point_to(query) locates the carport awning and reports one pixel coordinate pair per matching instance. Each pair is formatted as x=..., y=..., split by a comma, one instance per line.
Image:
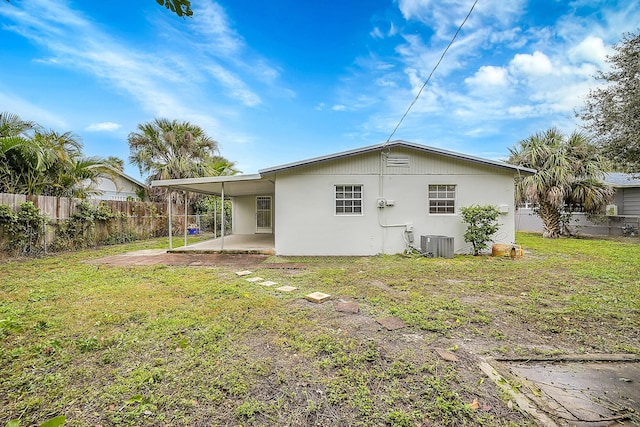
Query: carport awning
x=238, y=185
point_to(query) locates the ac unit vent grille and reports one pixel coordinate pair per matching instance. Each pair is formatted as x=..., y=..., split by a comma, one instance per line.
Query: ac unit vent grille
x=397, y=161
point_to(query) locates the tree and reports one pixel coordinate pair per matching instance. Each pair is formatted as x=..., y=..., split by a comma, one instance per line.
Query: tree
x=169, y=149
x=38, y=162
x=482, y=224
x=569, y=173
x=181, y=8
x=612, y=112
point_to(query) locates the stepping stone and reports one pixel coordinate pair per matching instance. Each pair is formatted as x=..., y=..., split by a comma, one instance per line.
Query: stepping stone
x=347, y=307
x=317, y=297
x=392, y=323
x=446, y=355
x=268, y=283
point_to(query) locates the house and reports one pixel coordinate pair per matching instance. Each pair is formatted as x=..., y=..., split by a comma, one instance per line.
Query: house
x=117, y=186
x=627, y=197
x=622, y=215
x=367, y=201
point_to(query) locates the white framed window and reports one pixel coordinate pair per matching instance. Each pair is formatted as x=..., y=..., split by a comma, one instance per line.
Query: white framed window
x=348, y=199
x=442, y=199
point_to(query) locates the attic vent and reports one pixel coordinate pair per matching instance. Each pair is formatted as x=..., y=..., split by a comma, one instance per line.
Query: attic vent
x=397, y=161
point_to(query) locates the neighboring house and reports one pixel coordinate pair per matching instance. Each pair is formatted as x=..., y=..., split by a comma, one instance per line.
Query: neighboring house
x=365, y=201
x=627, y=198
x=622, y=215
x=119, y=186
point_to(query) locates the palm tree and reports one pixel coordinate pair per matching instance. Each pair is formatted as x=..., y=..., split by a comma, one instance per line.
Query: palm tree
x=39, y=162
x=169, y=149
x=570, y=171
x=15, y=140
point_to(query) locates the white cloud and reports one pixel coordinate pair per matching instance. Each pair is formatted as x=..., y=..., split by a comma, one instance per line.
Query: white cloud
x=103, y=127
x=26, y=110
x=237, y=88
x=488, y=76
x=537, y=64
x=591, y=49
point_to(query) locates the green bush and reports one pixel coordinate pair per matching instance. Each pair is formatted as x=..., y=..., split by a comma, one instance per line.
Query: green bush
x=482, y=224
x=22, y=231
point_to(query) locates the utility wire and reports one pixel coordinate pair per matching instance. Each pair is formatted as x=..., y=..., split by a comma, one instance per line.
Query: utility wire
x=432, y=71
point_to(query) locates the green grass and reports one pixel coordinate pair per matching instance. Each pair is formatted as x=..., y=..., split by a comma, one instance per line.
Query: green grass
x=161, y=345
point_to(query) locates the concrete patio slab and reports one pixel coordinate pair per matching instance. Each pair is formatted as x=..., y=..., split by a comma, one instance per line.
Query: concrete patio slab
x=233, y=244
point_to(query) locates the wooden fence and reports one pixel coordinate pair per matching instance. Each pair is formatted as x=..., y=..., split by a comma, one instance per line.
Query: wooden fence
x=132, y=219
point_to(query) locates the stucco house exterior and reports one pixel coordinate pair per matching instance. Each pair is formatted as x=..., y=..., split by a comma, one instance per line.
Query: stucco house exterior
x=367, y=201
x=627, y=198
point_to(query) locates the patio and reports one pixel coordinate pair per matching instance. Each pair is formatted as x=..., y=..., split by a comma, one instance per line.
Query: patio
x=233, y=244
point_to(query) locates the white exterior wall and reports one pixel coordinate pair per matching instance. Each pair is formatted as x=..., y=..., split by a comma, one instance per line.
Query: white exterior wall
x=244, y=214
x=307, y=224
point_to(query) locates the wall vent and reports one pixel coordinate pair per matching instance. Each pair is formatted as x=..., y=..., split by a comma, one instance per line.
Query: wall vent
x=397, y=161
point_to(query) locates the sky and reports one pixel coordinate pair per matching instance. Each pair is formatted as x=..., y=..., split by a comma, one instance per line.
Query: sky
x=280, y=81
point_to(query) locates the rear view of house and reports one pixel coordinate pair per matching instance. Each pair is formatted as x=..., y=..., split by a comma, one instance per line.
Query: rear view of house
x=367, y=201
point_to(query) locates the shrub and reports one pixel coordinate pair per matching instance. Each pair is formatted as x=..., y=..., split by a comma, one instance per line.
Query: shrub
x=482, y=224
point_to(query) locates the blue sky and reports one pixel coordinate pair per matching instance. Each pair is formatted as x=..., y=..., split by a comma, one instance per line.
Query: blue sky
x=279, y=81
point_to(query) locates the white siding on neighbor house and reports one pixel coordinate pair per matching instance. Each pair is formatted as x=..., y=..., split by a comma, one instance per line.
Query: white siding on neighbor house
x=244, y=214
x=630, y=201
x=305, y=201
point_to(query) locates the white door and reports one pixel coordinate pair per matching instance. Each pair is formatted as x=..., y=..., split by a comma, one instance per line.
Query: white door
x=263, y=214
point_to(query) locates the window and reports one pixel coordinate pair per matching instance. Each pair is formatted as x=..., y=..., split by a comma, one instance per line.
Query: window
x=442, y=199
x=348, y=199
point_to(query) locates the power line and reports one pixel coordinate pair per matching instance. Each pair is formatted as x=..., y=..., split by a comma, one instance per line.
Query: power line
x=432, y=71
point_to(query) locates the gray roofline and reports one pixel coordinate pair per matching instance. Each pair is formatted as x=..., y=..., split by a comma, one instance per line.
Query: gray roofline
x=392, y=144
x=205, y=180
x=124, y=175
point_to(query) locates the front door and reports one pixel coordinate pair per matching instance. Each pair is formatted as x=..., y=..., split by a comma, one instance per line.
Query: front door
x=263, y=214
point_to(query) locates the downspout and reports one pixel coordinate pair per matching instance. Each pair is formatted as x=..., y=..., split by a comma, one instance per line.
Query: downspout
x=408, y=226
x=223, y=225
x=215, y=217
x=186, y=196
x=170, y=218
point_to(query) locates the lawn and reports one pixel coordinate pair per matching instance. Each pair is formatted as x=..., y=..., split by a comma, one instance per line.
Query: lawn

* * *

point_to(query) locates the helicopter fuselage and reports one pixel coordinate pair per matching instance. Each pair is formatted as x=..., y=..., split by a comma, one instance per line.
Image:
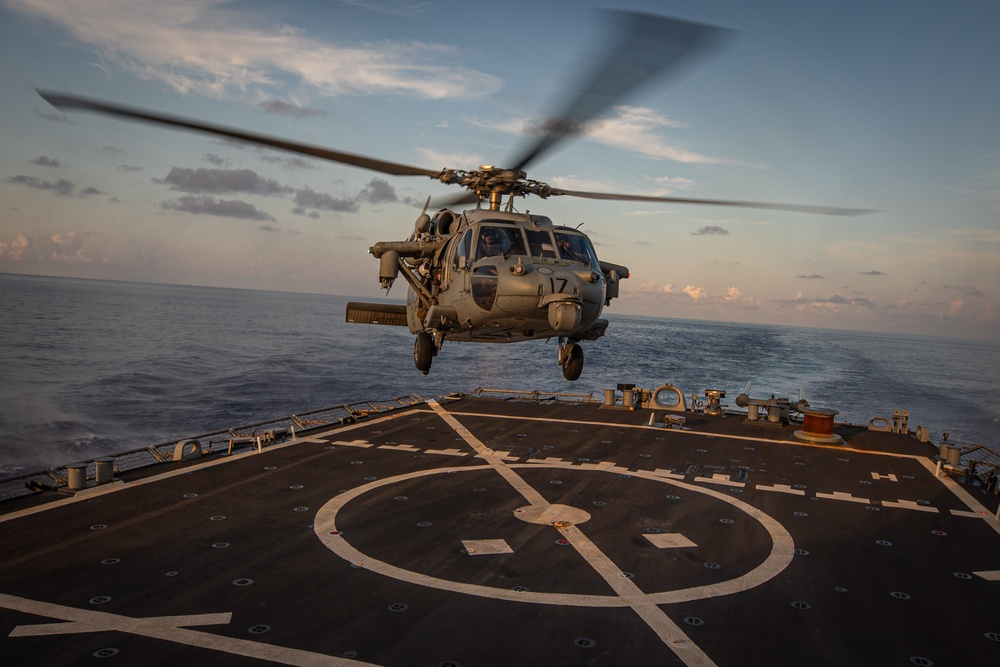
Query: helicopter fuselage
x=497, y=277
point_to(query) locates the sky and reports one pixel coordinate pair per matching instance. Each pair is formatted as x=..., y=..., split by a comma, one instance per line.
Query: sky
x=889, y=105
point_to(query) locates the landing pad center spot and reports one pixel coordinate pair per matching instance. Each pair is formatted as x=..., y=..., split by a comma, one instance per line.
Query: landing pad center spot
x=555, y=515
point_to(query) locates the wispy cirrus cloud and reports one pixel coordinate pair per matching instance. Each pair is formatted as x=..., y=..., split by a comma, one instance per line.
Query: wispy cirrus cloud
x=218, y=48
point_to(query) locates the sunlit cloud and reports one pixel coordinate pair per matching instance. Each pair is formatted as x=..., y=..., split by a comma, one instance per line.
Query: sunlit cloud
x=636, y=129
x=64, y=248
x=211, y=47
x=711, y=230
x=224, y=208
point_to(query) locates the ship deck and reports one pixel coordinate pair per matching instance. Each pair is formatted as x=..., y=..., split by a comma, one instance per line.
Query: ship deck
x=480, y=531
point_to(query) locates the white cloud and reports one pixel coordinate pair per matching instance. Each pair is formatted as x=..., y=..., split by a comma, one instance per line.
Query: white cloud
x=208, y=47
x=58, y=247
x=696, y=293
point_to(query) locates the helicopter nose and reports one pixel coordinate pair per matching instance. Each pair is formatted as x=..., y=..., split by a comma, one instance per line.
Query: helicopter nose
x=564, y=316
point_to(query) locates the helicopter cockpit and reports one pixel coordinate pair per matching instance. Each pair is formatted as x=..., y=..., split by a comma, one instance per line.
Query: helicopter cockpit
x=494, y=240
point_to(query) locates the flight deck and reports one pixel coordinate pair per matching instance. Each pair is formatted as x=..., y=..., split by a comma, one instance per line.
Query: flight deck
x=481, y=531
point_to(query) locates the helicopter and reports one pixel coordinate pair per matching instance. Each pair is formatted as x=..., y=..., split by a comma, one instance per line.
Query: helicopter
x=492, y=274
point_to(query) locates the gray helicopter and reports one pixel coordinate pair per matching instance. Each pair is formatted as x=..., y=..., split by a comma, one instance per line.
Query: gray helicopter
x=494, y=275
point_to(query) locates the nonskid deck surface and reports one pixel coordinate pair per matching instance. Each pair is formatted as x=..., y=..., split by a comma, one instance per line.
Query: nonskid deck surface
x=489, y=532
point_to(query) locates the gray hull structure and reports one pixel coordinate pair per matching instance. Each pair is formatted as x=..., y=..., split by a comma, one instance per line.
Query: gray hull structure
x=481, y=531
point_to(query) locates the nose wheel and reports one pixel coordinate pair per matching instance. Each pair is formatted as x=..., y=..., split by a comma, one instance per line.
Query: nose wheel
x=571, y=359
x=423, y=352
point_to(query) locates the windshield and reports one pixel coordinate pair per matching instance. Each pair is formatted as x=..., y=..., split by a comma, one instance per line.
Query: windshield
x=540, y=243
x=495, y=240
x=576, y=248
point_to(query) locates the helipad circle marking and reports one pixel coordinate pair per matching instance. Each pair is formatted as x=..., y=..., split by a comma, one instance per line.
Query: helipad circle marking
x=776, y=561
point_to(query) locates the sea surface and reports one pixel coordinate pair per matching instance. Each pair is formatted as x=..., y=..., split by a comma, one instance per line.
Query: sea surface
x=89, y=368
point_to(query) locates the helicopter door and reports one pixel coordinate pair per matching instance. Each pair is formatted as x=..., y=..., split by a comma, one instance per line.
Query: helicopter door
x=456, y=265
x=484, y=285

_Exercise:_ Convert the items starting at the line containing "point_to(query) locates the carport" and ending at the line containing "x=238, y=185" into a two-column CSV headed item_text and answer, with one row per item and each value in a single quoted field whose line breaks are replaced by spaces. Leave the pictures out.

_Full answer:_
item_text,answer
"point_to(query) locates the carport awning and reports one pixel coordinate pair per matching instance. Each pair is formatted as x=..., y=..., split by a comma, one instance per line. Image: Query: carport awning","x=238, y=185"